# start of Input material

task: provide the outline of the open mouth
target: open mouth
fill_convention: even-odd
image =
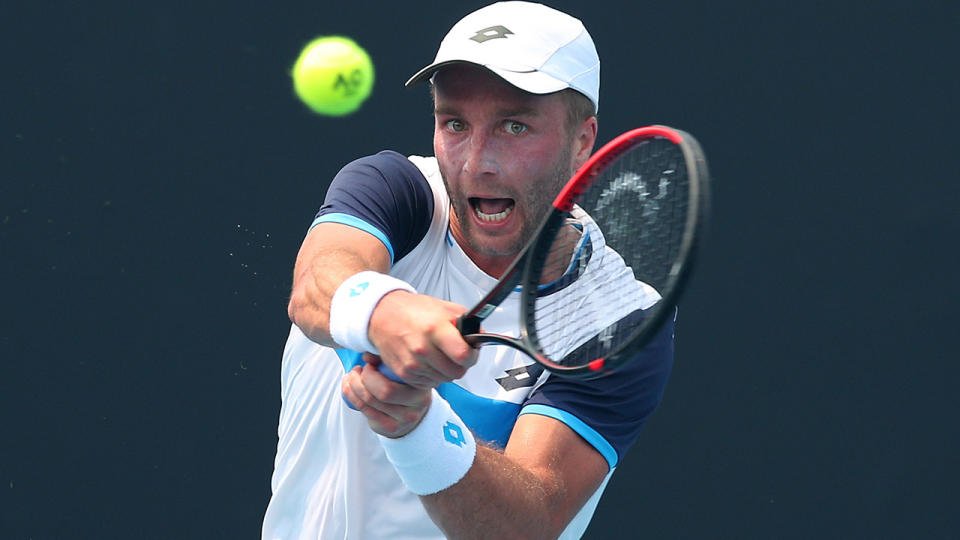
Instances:
[[[473,213],[486,223],[497,223],[507,219],[513,212],[513,199],[481,199],[470,197],[470,206]]]

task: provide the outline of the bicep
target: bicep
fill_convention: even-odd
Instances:
[[[341,223],[318,223],[307,233],[293,270],[294,289],[312,274],[313,266],[323,266],[340,281],[362,270],[388,272],[390,252],[373,234]],[[340,276],[342,274],[342,276]]]
[[[564,522],[580,511],[610,471],[607,460],[563,422],[539,414],[517,418],[504,455],[537,475]]]

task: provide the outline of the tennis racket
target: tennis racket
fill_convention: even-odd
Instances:
[[[558,375],[595,378],[636,356],[674,316],[708,216],[707,162],[683,131],[637,128],[594,153],[552,206],[457,327],[471,345],[506,345]],[[484,319],[518,284],[519,337],[484,333]]]

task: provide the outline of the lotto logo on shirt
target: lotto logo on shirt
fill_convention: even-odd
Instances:
[[[443,438],[446,439],[448,443],[461,447],[463,443],[467,442],[467,440],[463,438],[463,429],[451,421],[448,421],[447,424],[443,426]]]

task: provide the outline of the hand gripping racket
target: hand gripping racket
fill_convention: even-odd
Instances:
[[[552,206],[457,326],[471,345],[506,345],[558,375],[594,378],[634,357],[674,315],[708,216],[707,162],[683,131],[637,128],[594,153]],[[484,333],[518,284],[519,337]]]

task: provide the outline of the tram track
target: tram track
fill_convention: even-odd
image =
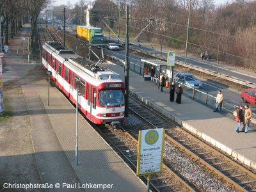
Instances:
[[[165,128],[164,145],[175,144],[238,190],[256,191],[256,175],[250,170],[131,97],[129,108],[152,127]],[[138,136],[138,129],[131,132]]]
[[[204,170],[205,171],[204,174],[209,174],[209,177],[214,178],[216,184],[219,184],[220,186],[223,184],[227,186],[225,187],[227,188],[220,190],[221,191],[256,191],[256,177],[253,173],[184,131],[170,120],[159,116],[152,109],[145,106],[143,106],[141,103],[136,102],[134,100],[131,98],[129,99],[129,107],[131,111],[136,114],[140,119],[141,124],[137,127],[140,127],[140,130],[164,128],[166,129],[164,147],[168,148],[168,153],[172,153],[172,150],[170,150],[172,148],[178,148],[177,150],[180,151],[180,153],[186,152],[187,156],[185,159],[189,161],[188,159],[191,159],[190,161],[195,163],[193,165],[189,163],[186,168],[189,169],[189,167],[196,167],[197,164],[200,165],[200,168],[197,168]],[[147,127],[141,126],[146,123],[148,125]],[[108,129],[102,126],[99,127],[101,130],[100,133],[107,138],[112,146],[116,148],[122,156],[125,157],[127,162],[132,165],[133,169],[136,167],[137,139],[139,130],[137,127],[135,129],[134,127],[134,125],[123,127],[122,130],[114,129],[109,127]],[[173,168],[174,163],[172,163],[173,159],[172,156],[165,153],[164,161],[166,166],[164,166],[164,172],[152,178],[152,188],[155,191],[207,191],[211,189],[203,188],[203,185],[205,183],[202,183],[200,180],[202,179],[202,175],[204,175],[203,173],[201,173],[201,177],[193,180],[180,173],[182,171],[177,168]],[[176,172],[173,172],[174,175],[172,175],[171,172],[169,172],[170,169],[168,167],[176,170]],[[175,175],[179,175],[179,179],[174,179]],[[180,183],[183,184],[180,184]],[[211,187],[212,186],[209,186]]]

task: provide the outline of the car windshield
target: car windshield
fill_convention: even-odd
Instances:
[[[99,93],[100,106],[120,106],[124,104],[124,97],[121,90],[102,90]]]
[[[197,79],[194,76],[185,76],[185,80],[186,81],[196,81]]]
[[[104,36],[103,35],[95,35],[94,36],[94,39],[95,40],[103,40],[104,39]]]

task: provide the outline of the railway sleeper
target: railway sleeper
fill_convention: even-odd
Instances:
[[[238,182],[237,184],[239,185],[243,185],[243,184],[247,184],[254,182],[256,182],[256,180],[250,180],[248,181],[243,181],[241,182]]]
[[[189,146],[189,145],[198,145],[199,143],[188,143],[188,144],[184,144],[183,145],[184,146]]]
[[[230,168],[227,168],[227,169],[223,169],[223,170],[220,170],[221,172],[227,172],[227,171],[231,171],[237,169],[237,167],[232,167]]]
[[[202,152],[202,153],[200,153],[200,154],[197,154],[198,155],[205,155],[205,154],[211,154],[212,152],[212,151],[208,151],[208,152]]]
[[[177,185],[179,185],[180,184],[179,183],[174,183],[174,184],[167,184],[167,185],[163,185],[163,186],[156,186],[156,187],[157,189],[160,189],[160,188],[168,188],[168,187],[172,187],[172,186],[175,186]]]
[[[241,174],[237,174],[237,175],[227,175],[228,178],[233,178],[233,177],[241,177],[241,176],[244,176],[246,175],[246,173],[241,173]]]
[[[199,150],[199,149],[204,149],[205,148],[205,147],[198,147],[198,148],[191,148],[191,150]]]
[[[184,142],[184,141],[190,141],[191,140],[191,139],[188,138],[188,139],[186,139],[186,140],[177,140],[176,141],[177,141],[177,142]]]
[[[150,179],[150,180],[159,180],[159,179],[169,179],[171,178],[171,177],[156,177],[153,179]]]
[[[205,159],[203,159],[204,160],[212,160],[212,159],[220,159],[220,158],[221,158],[221,157],[216,156],[216,157],[212,157],[205,158]]]
[[[211,165],[220,165],[220,164],[227,164],[228,163],[227,161],[222,161],[222,162],[219,162],[219,163],[211,163]]]
[[[126,148],[126,149],[122,149],[122,150],[121,150],[121,151],[122,152],[125,152],[127,150],[137,150],[137,149],[138,149],[137,148],[129,148],[129,149]]]
[[[134,144],[125,144],[125,145],[116,145],[116,144],[115,144],[115,145],[116,145],[116,146],[118,146],[118,147],[129,147],[129,146],[133,146],[133,145],[134,145]],[[129,150],[129,149],[126,149],[126,150]]]

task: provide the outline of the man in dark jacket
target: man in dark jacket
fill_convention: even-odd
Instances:
[[[182,88],[180,84],[179,84],[178,88],[176,90],[176,102],[181,104],[181,94],[182,93]]]
[[[165,78],[165,74],[163,74],[162,76],[162,78],[161,78],[160,79],[160,86],[161,86],[161,92],[163,92],[164,91],[163,90],[163,88],[164,86],[165,85],[165,81],[166,81],[166,78]]]
[[[174,93],[175,92],[175,84],[174,83],[174,81],[173,81],[170,87],[170,101],[173,102],[174,100]]]
[[[239,133],[241,122],[243,122],[243,106],[240,105],[236,109],[236,119],[237,120],[237,125],[236,125],[236,132]]]

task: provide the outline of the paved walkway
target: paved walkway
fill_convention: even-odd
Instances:
[[[46,79],[22,86],[44,182],[76,183],[77,187],[79,184],[106,184],[111,187],[104,189],[108,191],[145,190],[134,172],[80,115],[79,165],[76,164],[76,109],[52,87],[47,106]],[[76,175],[79,182],[72,175]],[[93,189],[86,189],[90,190]]]
[[[25,35],[26,31],[22,31],[19,36]],[[10,48],[16,49],[19,45],[20,47],[20,41],[21,38],[16,37],[13,47]],[[4,84],[22,85],[27,110],[19,114],[29,115],[28,126],[31,131],[41,184],[53,184],[52,189],[45,191],[146,190],[145,185],[133,171],[81,115],[78,117],[79,165],[77,166],[76,109],[52,86],[50,106],[47,106],[47,76],[40,67],[40,61],[31,60],[28,62],[26,56],[12,53],[10,56],[6,54],[4,61],[6,63]]]
[[[104,67],[120,74],[124,81],[123,67],[111,64]],[[184,95],[181,104],[171,102],[167,88],[164,88],[163,93],[160,92],[155,84],[150,81],[145,81],[141,76],[131,71],[129,72],[129,90],[143,97],[144,102],[151,102],[163,109],[186,129],[256,168],[255,127],[250,127],[247,134],[237,134],[235,132],[237,123],[234,120],[221,113],[213,113],[213,109]]]

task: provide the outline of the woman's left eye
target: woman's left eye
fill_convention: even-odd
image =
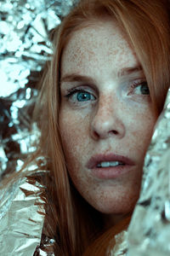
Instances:
[[[133,85],[133,92],[138,95],[150,95],[150,89],[147,82],[134,83]]]
[[[88,102],[95,100],[95,97],[89,92],[80,91],[75,94],[75,96],[78,102]]]

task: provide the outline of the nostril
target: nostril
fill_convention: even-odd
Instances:
[[[118,134],[118,131],[116,131],[116,130],[112,130],[112,131],[110,131],[110,133],[113,133],[113,134],[115,134],[115,135],[117,135],[117,134]]]

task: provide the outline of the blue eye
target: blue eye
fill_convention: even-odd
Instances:
[[[76,102],[91,102],[96,100],[96,97],[92,93],[79,89],[71,90],[65,96],[71,102],[75,104]]]
[[[87,102],[92,100],[92,95],[88,92],[77,92],[76,93],[76,100],[78,102]]]

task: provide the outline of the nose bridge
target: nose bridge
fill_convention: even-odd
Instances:
[[[95,115],[92,120],[92,132],[95,137],[105,138],[110,136],[122,137],[125,133],[120,114],[121,102],[113,94],[100,96]]]

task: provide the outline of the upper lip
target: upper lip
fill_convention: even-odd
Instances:
[[[87,164],[87,167],[88,169],[96,168],[97,166],[104,161],[119,161],[123,163],[124,165],[133,166],[134,162],[131,159],[120,155],[115,154],[113,153],[110,153],[107,154],[99,154],[92,156]]]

# end of Input material

- _The task_
Print the lines of the material starting with the line that contains "task: provide the outline of the blue eye" and going on through the end of the material, both ends included.

- _Full solution_
task: provide the outline of the blue eye
target: blue eye
fill_convention: even-odd
Instances:
[[[76,102],[91,102],[96,100],[96,97],[92,93],[79,89],[71,90],[65,96],[71,102],[75,104]]]
[[[87,102],[92,100],[92,95],[88,92],[77,92],[76,93],[76,100],[78,102]]]

task: provide the outline of the nose bridge
target: nose bridge
fill_convention: even-odd
Instances:
[[[95,115],[92,120],[92,132],[95,137],[105,138],[110,136],[122,137],[125,133],[120,114],[121,102],[113,94],[100,96]]]

task: provide the outline of the upper lip
target: upper lip
fill_convention: even-odd
Instances:
[[[87,164],[87,167],[88,169],[96,168],[97,166],[104,161],[119,161],[123,163],[124,165],[133,166],[134,162],[131,159],[120,155],[115,154],[113,153],[110,153],[107,154],[99,154],[92,156]]]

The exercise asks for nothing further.